**Prompt**:
Copy the records from the line containing "find the burj khalifa in the photo above" through the end, changing every "high-rise building" to "tower block" and leaving everything else as it is.

[Position annotation records]
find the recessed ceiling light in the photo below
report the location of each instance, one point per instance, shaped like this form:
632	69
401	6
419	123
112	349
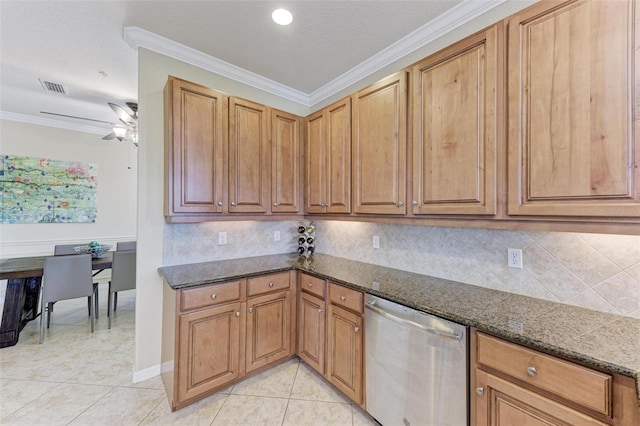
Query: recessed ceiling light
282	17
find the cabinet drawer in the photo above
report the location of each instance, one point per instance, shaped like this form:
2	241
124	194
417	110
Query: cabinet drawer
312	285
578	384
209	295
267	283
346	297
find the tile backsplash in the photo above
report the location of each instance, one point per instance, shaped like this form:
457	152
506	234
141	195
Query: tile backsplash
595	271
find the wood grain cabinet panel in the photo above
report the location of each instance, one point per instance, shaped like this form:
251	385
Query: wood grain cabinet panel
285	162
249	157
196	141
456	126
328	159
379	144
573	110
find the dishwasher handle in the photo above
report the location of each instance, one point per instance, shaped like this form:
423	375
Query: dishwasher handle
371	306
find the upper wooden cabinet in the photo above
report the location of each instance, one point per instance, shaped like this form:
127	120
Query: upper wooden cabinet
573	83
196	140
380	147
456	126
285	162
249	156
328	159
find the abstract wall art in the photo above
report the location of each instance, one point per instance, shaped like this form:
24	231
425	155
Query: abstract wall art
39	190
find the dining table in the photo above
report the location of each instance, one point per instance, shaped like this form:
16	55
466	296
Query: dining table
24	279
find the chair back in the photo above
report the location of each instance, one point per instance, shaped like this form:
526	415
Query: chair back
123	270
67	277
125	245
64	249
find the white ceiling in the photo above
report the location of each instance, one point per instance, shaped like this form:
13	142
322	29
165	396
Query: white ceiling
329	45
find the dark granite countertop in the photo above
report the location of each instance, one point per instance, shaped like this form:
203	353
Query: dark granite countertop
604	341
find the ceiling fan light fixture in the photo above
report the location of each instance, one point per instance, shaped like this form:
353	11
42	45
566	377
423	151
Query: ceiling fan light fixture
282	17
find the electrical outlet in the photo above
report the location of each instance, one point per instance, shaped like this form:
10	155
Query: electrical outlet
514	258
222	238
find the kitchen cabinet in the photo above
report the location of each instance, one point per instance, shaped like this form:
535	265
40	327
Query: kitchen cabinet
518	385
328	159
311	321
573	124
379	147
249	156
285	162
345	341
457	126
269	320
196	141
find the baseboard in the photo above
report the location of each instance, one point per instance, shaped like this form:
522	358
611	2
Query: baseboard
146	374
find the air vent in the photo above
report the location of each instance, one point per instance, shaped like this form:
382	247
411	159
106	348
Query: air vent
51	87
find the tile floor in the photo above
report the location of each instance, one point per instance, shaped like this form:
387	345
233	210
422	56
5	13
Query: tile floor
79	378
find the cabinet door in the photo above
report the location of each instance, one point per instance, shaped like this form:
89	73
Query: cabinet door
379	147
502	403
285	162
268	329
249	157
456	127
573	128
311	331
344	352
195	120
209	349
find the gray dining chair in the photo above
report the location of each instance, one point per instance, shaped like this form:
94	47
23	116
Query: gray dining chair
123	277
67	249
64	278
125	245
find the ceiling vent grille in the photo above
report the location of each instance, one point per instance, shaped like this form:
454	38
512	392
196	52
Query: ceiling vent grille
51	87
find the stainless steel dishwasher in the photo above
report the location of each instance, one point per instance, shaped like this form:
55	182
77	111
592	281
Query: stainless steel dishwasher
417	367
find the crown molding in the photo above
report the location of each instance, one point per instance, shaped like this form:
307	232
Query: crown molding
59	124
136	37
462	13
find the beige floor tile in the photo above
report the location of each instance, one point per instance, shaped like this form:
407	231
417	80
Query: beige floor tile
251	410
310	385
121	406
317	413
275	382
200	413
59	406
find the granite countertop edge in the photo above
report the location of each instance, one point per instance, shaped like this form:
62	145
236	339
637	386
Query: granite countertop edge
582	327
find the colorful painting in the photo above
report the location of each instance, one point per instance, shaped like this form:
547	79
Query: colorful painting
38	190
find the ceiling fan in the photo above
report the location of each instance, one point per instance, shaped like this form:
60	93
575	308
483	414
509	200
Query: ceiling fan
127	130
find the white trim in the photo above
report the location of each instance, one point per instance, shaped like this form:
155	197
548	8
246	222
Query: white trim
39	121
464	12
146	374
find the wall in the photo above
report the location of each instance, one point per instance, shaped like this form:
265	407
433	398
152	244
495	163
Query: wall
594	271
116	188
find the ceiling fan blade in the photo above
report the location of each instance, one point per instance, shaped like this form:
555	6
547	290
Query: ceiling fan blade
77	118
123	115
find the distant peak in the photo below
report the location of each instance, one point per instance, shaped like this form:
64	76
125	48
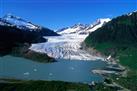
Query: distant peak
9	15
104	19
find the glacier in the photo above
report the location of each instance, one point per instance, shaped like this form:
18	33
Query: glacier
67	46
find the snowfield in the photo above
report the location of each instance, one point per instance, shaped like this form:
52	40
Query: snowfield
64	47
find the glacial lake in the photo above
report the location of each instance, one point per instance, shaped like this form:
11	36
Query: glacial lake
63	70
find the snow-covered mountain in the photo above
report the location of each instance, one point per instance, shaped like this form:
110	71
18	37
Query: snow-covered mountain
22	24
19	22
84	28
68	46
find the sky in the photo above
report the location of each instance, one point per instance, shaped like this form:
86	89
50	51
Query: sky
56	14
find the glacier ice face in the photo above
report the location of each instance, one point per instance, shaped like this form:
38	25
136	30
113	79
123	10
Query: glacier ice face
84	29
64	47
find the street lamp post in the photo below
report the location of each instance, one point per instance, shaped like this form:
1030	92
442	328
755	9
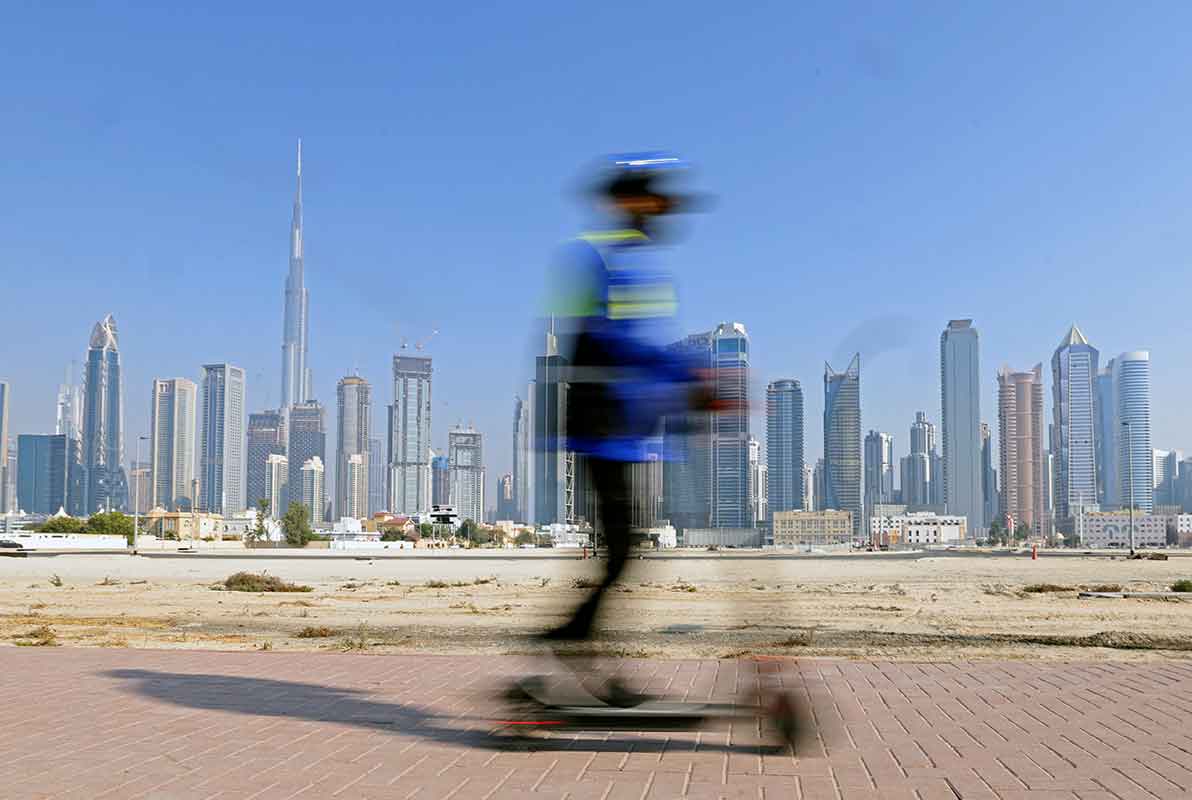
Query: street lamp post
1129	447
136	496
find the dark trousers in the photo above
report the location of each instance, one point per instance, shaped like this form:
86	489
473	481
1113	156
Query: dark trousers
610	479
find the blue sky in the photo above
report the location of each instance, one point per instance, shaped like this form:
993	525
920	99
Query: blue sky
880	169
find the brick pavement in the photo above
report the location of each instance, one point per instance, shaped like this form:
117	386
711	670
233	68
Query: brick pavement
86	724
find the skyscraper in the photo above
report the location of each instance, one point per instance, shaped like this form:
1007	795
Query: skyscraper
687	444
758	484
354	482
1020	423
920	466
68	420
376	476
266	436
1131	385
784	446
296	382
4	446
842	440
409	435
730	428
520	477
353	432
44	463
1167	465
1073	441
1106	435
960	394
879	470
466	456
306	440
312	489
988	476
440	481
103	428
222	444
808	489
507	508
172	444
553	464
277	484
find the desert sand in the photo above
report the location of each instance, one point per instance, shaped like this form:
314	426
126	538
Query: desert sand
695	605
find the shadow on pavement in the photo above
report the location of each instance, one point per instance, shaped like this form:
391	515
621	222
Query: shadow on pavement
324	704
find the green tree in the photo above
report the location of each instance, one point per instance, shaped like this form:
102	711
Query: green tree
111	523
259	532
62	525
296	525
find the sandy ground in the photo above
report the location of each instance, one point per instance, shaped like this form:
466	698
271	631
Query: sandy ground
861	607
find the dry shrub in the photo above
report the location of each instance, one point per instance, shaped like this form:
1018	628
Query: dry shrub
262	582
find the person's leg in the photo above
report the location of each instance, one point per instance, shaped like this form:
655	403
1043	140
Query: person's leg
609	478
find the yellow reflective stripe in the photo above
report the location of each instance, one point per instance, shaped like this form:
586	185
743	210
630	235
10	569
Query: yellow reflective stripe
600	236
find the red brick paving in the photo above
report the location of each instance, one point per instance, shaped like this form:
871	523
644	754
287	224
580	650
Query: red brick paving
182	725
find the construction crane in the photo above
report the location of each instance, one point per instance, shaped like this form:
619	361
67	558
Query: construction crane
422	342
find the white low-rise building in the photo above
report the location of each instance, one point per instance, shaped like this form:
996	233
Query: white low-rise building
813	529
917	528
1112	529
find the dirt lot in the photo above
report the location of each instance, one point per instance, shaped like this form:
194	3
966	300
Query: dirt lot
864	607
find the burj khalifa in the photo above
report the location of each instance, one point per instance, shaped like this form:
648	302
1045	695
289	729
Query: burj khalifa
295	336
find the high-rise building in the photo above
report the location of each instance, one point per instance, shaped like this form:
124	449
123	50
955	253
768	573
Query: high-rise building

**Answer to the problem**:
find the burj khalifa in the photo above
report the location of each instance, one point per instance, shaped like this form:
648	302
1045	695
289	729
Query: burj khalifa
295	336
find the tower block in the photo above
report the location of each instance, one point per instance, shaped like this form:
124	449
123	50
955	253
768	573
Query: tower block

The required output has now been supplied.